--- START ---

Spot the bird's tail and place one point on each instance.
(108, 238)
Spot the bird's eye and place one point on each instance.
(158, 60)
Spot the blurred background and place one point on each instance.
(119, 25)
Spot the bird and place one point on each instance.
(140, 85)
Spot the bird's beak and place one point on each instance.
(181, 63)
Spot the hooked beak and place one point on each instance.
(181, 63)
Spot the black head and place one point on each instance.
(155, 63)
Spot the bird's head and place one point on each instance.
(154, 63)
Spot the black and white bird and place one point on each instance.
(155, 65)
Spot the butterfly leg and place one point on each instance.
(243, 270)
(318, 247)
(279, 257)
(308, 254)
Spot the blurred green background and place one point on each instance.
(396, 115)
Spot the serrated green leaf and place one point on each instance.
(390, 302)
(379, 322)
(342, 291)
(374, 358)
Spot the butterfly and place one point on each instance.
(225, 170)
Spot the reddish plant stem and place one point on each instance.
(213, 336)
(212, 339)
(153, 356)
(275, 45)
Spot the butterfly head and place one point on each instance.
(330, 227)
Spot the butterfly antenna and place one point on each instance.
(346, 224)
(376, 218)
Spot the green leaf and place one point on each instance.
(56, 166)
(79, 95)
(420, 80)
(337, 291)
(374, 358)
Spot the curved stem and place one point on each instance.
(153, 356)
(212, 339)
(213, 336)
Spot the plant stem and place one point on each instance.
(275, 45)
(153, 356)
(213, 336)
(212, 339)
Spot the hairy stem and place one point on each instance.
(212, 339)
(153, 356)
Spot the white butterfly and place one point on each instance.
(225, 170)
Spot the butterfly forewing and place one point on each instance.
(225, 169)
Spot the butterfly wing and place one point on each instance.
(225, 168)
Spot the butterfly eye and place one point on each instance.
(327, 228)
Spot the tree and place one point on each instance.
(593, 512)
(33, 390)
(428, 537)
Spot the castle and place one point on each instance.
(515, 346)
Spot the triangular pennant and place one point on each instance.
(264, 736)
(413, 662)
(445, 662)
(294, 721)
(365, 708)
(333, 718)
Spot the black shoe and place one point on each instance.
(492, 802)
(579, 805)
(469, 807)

--- END ---

▶ About this task:
The answer must be the full listing, returned exactly as given.

▶ Result below:
Spot the bird's tail and place one point on each instance.
(108, 238)
Spot the bird's eye and place one point on each instance.
(158, 60)
Spot the blurred background and place one point on each instance.
(119, 25)
Spot the bird and place one point on each instance.
(140, 85)
Spot the bird's beak and place one point on each instance.
(181, 63)
Spot the hooked beak and place one point on each instance.
(181, 63)
Spot the black head and place one point on each instance.
(155, 63)
Spot the bird's head and place one point on each instance.
(154, 63)
Spot the black and white bird and place one point on each instance.
(155, 65)
Spot the butterfly leg and place one point on each instance.
(243, 270)
(318, 247)
(279, 257)
(308, 254)
Spot the blurred green background and place one point on each instance.
(396, 115)
Spot the serrated green leaf and place one point on each instance.
(390, 302)
(379, 322)
(342, 291)
(374, 358)
Spot the butterfly and place one point on each instance.
(225, 170)
Spot the reddish plant stem and place one point on each instance.
(213, 336)
(212, 339)
(153, 356)
(275, 45)
Spot the butterfly head and place one point on each instance.
(330, 227)
Spot the butterfly antenna and place one point on each instance.
(346, 224)
(376, 218)
Spot the green leaf and place one point on each instance.
(56, 166)
(79, 95)
(420, 80)
(337, 291)
(374, 358)
Spot the curved stem and place one point on each instance.
(153, 356)
(212, 339)
(213, 336)
Spot the plant stem and place one point on each instance.
(275, 45)
(153, 356)
(213, 336)
(212, 339)
Spot the hairy stem and place one point on each instance.
(212, 339)
(153, 356)
Spot the white butterfly and place one point on each instance.
(225, 170)
Spot the butterfly forewing and place one point on each instance.
(225, 169)
Spot the butterfly wing and place one point on each instance.
(225, 168)
Spot the butterfly eye and place one point on each instance.
(327, 228)
Spot the tree and place one point on each instance.
(593, 512)
(33, 390)
(428, 537)
Spot the castle and place one point on each instance.
(515, 346)
Spot the triangular pennant and place one point on each instance.
(264, 736)
(413, 662)
(445, 662)
(294, 721)
(365, 708)
(333, 718)
Spot the black shoe and place one point on each instance.
(492, 802)
(579, 805)
(469, 807)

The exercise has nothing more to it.